● Instructions for the task
Reproduce the records below from the line containing "Instruction for this HIT: find and box each sky" through the end of the records, requests included, and give only those lines. Multiply each box coordinate in the answers by 2.1 and round it to a whole number, with halves rounded up; leave all numbers in the requests and their format samples unchanged.

● Material for the task
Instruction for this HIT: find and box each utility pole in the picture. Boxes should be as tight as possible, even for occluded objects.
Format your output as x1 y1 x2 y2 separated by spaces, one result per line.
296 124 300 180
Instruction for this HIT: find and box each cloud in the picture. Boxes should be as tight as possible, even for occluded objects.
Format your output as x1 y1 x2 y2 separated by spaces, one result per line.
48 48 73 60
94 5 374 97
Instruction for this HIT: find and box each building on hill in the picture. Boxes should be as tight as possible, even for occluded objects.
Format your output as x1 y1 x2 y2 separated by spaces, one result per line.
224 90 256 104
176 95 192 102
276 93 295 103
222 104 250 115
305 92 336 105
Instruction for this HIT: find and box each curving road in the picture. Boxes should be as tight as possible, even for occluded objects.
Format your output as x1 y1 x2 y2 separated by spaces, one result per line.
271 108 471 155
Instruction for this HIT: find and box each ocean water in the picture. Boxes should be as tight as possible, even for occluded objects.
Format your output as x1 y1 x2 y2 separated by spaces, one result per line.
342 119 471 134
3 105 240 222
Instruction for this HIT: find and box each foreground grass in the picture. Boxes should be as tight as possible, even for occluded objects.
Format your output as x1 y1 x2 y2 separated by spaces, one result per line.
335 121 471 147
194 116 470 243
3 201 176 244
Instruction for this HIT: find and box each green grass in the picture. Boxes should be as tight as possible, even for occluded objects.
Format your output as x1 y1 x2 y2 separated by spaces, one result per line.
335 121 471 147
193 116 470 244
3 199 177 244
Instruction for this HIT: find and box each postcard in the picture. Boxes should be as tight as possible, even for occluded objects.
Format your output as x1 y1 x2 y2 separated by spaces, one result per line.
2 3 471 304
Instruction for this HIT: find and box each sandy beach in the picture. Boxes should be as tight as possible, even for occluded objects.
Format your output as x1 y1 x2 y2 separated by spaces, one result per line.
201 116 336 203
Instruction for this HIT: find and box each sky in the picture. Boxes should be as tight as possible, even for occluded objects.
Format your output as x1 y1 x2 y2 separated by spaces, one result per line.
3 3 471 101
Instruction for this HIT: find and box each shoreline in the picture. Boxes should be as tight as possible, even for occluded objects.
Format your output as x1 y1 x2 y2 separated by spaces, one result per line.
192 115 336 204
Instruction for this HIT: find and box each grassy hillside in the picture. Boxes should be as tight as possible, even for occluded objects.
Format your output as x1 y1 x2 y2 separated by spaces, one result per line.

● Output below
Instruction for this HIT: find and box each sky in the picture. Boxes should be as tight as possible, even for occluded objects.
Format your output as x1 y1 x2 y2 separated by spaces, one result per line.
6 6 989 212
Instruction for this HIT: find and box each shoreline in the picture. Boxes should be as tight as possible, even for occluded objects.
Format your output as x1 y1 x2 y2 separated by spaces, one result per line.
403 242 706 428
Instruction for this HIT: find and box each grassy hillside in the picture. Boxes should be as tight as possible, even for occluded objects.
Format your output as x1 y1 x2 y2 separated by spaces, one result per line.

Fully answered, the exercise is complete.